## begin

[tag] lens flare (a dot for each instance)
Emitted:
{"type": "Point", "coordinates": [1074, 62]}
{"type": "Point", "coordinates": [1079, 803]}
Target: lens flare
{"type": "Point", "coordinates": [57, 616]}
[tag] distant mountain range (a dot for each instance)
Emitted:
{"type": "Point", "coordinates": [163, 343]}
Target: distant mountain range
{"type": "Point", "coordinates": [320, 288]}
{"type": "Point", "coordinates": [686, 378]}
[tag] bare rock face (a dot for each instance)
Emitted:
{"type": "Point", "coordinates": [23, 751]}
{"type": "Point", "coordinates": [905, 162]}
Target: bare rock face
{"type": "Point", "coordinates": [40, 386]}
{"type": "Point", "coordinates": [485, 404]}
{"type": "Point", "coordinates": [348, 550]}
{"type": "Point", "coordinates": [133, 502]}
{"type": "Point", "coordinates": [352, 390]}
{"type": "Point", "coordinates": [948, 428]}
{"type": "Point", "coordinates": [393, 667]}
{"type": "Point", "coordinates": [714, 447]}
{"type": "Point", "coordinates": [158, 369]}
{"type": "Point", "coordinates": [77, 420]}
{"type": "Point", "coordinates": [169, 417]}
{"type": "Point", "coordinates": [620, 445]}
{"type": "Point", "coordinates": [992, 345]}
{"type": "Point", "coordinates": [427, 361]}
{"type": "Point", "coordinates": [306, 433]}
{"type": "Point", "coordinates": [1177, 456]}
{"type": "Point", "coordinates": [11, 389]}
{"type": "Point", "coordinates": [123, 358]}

## end

-- Aim --
Write out all of the material above again, replacing each "Target" with "Expected" and leaving everything else unchanged.

-- Answer --
[tag] lens flare (a dot for each instance)
Emitted:
{"type": "Point", "coordinates": [1074, 62]}
{"type": "Point", "coordinates": [1079, 803]}
Expected: lens flare
{"type": "Point", "coordinates": [57, 616]}
[tag] distant mountain range (a dot for each instance)
Emitted:
{"type": "Point", "coordinates": [163, 343]}
Expected: distant mountain range
{"type": "Point", "coordinates": [320, 288]}
{"type": "Point", "coordinates": [686, 378]}
[tag] bare rock face (a dot for each instance)
Emitted:
{"type": "Point", "coordinates": [23, 751]}
{"type": "Point", "coordinates": [905, 162]}
Expected: bare rock face
{"type": "Point", "coordinates": [40, 386]}
{"type": "Point", "coordinates": [485, 404]}
{"type": "Point", "coordinates": [348, 550]}
{"type": "Point", "coordinates": [133, 502]}
{"type": "Point", "coordinates": [352, 390]}
{"type": "Point", "coordinates": [948, 428]}
{"type": "Point", "coordinates": [393, 667]}
{"type": "Point", "coordinates": [714, 447]}
{"type": "Point", "coordinates": [158, 369]}
{"type": "Point", "coordinates": [77, 420]}
{"type": "Point", "coordinates": [169, 417]}
{"type": "Point", "coordinates": [620, 445]}
{"type": "Point", "coordinates": [992, 345]}
{"type": "Point", "coordinates": [427, 361]}
{"type": "Point", "coordinates": [306, 433]}
{"type": "Point", "coordinates": [1177, 456]}
{"type": "Point", "coordinates": [11, 389]}
{"type": "Point", "coordinates": [123, 358]}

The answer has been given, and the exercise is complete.